--- BEGIN Data provided ---
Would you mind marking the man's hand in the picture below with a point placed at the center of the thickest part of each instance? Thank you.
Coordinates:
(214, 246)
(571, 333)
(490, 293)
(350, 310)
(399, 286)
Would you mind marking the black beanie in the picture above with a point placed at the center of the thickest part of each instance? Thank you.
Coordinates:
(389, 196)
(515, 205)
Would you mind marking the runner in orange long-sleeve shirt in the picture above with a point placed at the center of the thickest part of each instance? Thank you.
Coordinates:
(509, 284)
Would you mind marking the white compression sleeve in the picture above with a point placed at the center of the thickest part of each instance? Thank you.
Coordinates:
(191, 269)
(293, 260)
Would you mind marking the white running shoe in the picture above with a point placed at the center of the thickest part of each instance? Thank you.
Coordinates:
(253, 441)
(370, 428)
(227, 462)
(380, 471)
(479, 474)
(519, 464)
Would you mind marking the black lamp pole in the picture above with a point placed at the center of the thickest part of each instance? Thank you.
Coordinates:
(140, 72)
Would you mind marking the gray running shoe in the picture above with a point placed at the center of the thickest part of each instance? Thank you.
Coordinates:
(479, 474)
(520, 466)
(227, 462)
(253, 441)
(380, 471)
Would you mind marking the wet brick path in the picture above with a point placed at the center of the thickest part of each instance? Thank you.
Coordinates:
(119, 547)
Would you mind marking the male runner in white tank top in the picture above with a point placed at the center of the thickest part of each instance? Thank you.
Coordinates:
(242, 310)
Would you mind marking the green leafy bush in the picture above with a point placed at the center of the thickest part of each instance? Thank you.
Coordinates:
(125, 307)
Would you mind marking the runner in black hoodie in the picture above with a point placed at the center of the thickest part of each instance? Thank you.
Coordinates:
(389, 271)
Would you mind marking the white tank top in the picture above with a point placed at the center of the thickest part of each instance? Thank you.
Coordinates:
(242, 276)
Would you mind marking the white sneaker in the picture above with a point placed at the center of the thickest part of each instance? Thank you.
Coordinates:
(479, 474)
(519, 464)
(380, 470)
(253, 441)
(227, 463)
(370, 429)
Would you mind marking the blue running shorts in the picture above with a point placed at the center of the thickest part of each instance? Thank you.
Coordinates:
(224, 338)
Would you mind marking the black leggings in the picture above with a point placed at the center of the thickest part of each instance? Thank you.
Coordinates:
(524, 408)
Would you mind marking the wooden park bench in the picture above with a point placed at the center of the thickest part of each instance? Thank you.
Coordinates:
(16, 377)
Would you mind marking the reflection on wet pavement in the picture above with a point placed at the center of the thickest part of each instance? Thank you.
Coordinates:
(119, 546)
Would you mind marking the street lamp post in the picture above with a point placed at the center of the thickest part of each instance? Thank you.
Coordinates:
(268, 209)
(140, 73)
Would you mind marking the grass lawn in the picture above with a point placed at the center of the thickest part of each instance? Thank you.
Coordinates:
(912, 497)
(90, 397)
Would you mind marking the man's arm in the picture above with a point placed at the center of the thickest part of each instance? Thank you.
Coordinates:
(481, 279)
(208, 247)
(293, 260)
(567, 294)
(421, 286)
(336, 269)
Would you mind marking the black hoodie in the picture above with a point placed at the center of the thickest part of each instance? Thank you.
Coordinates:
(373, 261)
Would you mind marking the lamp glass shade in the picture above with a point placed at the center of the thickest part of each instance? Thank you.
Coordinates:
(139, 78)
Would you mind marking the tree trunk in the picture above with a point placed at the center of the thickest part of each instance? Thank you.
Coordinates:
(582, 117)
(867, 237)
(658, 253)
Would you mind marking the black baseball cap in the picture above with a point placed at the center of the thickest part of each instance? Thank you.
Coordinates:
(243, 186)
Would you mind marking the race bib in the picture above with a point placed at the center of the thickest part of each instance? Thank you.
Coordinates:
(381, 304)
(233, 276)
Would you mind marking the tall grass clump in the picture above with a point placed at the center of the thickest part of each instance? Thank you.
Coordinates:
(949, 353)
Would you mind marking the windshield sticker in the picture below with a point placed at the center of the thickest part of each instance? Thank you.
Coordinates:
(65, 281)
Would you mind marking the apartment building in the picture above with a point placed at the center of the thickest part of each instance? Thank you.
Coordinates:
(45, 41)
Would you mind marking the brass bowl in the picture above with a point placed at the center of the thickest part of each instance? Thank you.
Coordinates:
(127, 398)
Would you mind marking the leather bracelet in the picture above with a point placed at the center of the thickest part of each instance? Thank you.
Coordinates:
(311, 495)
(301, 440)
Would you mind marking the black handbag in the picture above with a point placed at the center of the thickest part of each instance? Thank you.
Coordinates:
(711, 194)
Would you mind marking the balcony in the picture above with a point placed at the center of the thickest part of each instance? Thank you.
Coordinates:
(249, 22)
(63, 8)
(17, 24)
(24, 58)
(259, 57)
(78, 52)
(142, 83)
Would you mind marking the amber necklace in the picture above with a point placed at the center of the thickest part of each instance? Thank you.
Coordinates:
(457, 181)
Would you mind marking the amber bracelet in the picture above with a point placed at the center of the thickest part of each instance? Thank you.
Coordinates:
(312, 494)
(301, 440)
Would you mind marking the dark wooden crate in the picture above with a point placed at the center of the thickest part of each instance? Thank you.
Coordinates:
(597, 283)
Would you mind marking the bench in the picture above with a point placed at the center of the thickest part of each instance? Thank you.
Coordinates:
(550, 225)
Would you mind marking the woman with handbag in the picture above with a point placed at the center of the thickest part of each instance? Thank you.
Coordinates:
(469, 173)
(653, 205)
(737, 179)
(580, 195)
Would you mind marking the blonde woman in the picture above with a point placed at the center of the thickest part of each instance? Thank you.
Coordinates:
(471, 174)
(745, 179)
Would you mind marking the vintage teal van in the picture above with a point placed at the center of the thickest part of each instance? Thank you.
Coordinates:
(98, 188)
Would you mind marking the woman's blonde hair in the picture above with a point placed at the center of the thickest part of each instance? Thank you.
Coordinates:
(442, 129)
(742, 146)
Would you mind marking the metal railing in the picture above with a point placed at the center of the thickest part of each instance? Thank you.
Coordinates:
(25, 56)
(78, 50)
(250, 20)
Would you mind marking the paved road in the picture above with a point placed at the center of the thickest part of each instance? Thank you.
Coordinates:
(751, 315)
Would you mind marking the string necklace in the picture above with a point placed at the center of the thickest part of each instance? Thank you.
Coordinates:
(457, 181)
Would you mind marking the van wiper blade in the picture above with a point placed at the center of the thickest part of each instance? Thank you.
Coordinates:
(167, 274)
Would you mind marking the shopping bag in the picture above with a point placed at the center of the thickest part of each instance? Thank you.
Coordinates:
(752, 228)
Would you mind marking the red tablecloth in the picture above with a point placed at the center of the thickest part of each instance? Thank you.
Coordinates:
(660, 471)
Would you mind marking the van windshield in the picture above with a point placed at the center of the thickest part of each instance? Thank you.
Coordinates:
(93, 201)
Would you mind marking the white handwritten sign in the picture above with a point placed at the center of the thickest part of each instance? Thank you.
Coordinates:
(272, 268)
--- END Data provided ---
◆ **Problem requirements**
Transcribe the entire listing above precisely.

◆ **Solution for this problem**
Would you mind marking the man's hand in the picture below with a point placed at the center of the thickest part of each instance? Thank you.
Coordinates:
(214, 246)
(571, 333)
(490, 293)
(350, 310)
(399, 286)
Would you mind marking the black beanie in the picture above with a point placed at the center of the thickest part of each instance? Thank you.
Coordinates:
(389, 196)
(515, 205)
Would you mind marking the runner in orange long-sleeve shirt in the picture above with a point placed at the center of the thickest part of each instance? Thank you.
Coordinates:
(509, 284)
Would you mind marking the white compression sleeve in the picture above with a point placed at the center of the thickest part of each instance? Thank you.
Coordinates:
(191, 269)
(293, 260)
Would you mind marking the white running shoe in the picture above with a point placed at the center of the thickest part of each instance? Thank you.
Coordinates:
(253, 441)
(370, 428)
(227, 462)
(380, 471)
(479, 474)
(519, 464)
Would you mind marking the black lamp pole in the picture above with a point placed at the center of the thickest part of each instance? Thank you.
Coordinates:
(140, 72)
Would you mind marking the gray running shoe in the picture above with a point placed at the center of the thickest part of each instance? Thank you.
Coordinates:
(479, 474)
(520, 466)
(227, 462)
(253, 441)
(380, 471)
Would you mind marking the wet brick path in the picture above with a point placed at the center of the thickest part of each instance? Thank you.
Coordinates:
(119, 547)
Would you mind marking the male runner in white tank top in the picture above with a point placed at the center of the thickest part of each instance? Thank you.
Coordinates:
(242, 310)
Would you mind marking the green leafy bush in the picture above with a point placed at the center of the thickest part of each instance? Thank you.
Coordinates:
(125, 307)
Would you mind marking the runner in black hoodie in the picture above with a point placed at the center of the thickest part of each instance? Thank you.
Coordinates:
(389, 271)
Would you mind marking the white tank top in the picture above with a point placed at the center of the thickest part of each instance? Thank you.
Coordinates:
(242, 276)
Would you mind marking the white sneaker in the picture above with a point placed at the center of the thickest part of each instance? Thank you.
Coordinates:
(479, 474)
(519, 464)
(380, 470)
(253, 441)
(227, 463)
(370, 429)
Would you mind marking the blue running shorts in the picture above with a point placed at the center of the thickest part of each instance? Thank you.
Coordinates:
(224, 338)
Would you mind marking the black leggings in the picture above with a point placed at the center of the thickest part of each instance? Thank you.
Coordinates:
(524, 408)
Would you mind marking the wooden park bench in the picture above with a point placed at the center of the thickest part of each instance? Thank you.
Coordinates:
(16, 377)
Would you mind marking the reflection on wet pavement in the picture above with a point placed at the center of the thickest part of each instance? Thank you.
Coordinates:
(119, 546)
Would you mind marking the street lamp post in the picture above with a point placed at the center of the thickest part of each instance? Thank you.
Coordinates:
(268, 209)
(140, 73)
Would you mind marking the grass lawn in the picture above with a point placed at the center of the thickest part of each instance? Thank you.
Coordinates:
(912, 497)
(90, 397)
Would you mind marking the man's arm in the picture above with a point placed at the center of the thickest part of each instance? Thank you.
Coordinates:
(481, 279)
(208, 247)
(293, 260)
(567, 294)
(421, 286)
(336, 269)
Would you mind marking the black hoodie in the picture above with a point placed at the center of the thickest part of each instance? Thank you.
Coordinates:
(373, 261)
Would you mind marking the lamp glass shade in the picture above with a point placed at the center of the thickest part of each instance? Thank you.
Coordinates:
(139, 78)
Would you mind marking the tree trunk in the picture above with a point placed at the center of the thickest part of each instance? Thank you.
Coordinates:
(582, 117)
(867, 237)
(658, 253)
Would you mind marking the black baseball cap in the picture above with a point placed at the center of the thickest part of each instance? Thank you.
Coordinates:
(243, 186)
Would you mind marking the race bib in the picture above with a point placed at the center of the thickest part of each instance? Thank you.
Coordinates:
(381, 304)
(233, 276)
Would you mind marking the tall grass clump in the picture above with a point placed at the center of the thickest part of each instance? Thank you.
Coordinates:
(949, 353)
Would you mind marking the windshield sticker in the picture below with a point placed at the center of the thickest part of each instance? Thank you.
Coordinates:
(65, 281)
Would you mind marking the apartment building in the picture above with a point placed at the center of the thickest part of each instance? Thank you.
Coordinates:
(45, 41)
Would you mind marking the brass bowl in the picture above with a point placed at the center of the thickest part of each instance? Thank you.
Coordinates:
(127, 398)
Would you mind marking the leather bracelet in the picture above with a point placed at the center of the thickest part of each instance? Thank you.
Coordinates:
(311, 495)
(301, 440)
Would you mind marking the black handbag in the picture above with a point placed at the center of the thickest part of each instance? Thank you.
Coordinates:
(711, 194)
Would you mind marking the balcony in the picture above with a point placed at the center of the thickest part of each instance? Thank you.
Coordinates:
(249, 22)
(63, 8)
(17, 24)
(24, 58)
(259, 57)
(78, 52)
(142, 83)
Would you mind marking the amber necklace in the picture above with a point placed at the center of the thickest part of each instance? Thank you.
Coordinates:
(457, 181)
Would you mind marking the amber bracelet in the picture above with a point placed at the center of the thickest part of each instance? Thank you.
Coordinates:
(312, 494)
(301, 440)
Would you mind marking the dark wooden crate in the picture above with a point placed at the center of the thickest part of each instance? Thank you.
Coordinates:
(597, 283)
Would you mind marking the bench in the picture above with a point placed at the center of the thickest part of each instance? Thank you.
Coordinates:
(550, 225)
Would you mind marking the woman with handbag in the picture above with a point placed at the center of the thickest part of each instance? Thank you.
Coordinates:
(469, 173)
(653, 205)
(737, 179)
(580, 195)
Would you mind marking the blonde woman in the picture above with a point placed at the center of the thickest part of each instance? Thank you.
Coordinates:
(471, 174)
(745, 179)
Would you mind marking the vintage teal van in the picture above with a point placed at the center of the thickest part of each instance? Thank you.
Coordinates:
(98, 188)
Would you mind marking the woman's blonde hair in the picture above with a point placed at the center of the thickest part of each instance? Thank you.
Coordinates:
(442, 129)
(742, 146)
Would you mind marking the metal railing in the picture above with a point placed at the center of the thickest part of each instance? Thank you.
Coordinates:
(25, 56)
(78, 50)
(250, 20)
Would you mind marking the paved road in the picture above with a point placed at the center of the thickest part of each instance? Thank you.
Coordinates:
(751, 315)
Would you mind marking the string necklace in the picture above with a point placed at the center of the thickest part of each instance? Thank you.
Coordinates:
(457, 181)
Would you mind marking the van wiper blade in the picture above with a point placed at the center of the thickest part of each instance? Thank you.
Coordinates:
(167, 274)
Would you mind marking the shopping bag in the picture above with a point placed at the center of the thickest part of each instance? Thank you.
Coordinates:
(752, 228)
Would you mind marking the red tablecloth in the picture above with a point placed at the center of the thickest part of each instance? Thank you.
Coordinates:
(660, 471)
Would you mind marking the van windshield in the picture above with a point placed at the center of the thickest part of each instance? Thank you.
Coordinates:
(93, 201)
Would you mind marking the white handwritten sign in the picture above with a point placed at the center of the thickest part of each instance? Thank you.
Coordinates:
(272, 268)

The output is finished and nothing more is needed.